Material for this exercise →

########

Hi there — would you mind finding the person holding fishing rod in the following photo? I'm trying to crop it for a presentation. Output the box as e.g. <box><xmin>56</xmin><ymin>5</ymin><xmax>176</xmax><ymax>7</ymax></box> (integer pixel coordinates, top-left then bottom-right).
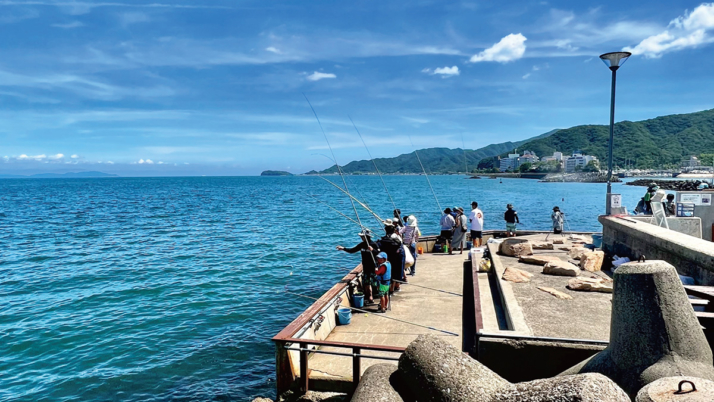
<box><xmin>377</xmin><ymin>220</ymin><xmax>404</xmax><ymax>295</ymax></box>
<box><xmin>336</xmin><ymin>230</ymin><xmax>380</xmax><ymax>305</ymax></box>
<box><xmin>399</xmin><ymin>215</ymin><xmax>420</xmax><ymax>276</ymax></box>
<box><xmin>439</xmin><ymin>208</ymin><xmax>455</xmax><ymax>250</ymax></box>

########

Problem to solve → Could you print all of the entries exactly, skipping the images?

Task response →
Hi there — would you mind finding the person holding fishing rod in the following photo? I'm trying to crop it for a presentation. Output the box as e.g. <box><xmin>56</xmin><ymin>5</ymin><xmax>176</xmax><ymax>7</ymax></box> (integer pixel coordinates, top-left then bottom-right).
<box><xmin>377</xmin><ymin>220</ymin><xmax>404</xmax><ymax>295</ymax></box>
<box><xmin>336</xmin><ymin>230</ymin><xmax>380</xmax><ymax>305</ymax></box>
<box><xmin>399</xmin><ymin>215</ymin><xmax>420</xmax><ymax>276</ymax></box>
<box><xmin>439</xmin><ymin>208</ymin><xmax>455</xmax><ymax>250</ymax></box>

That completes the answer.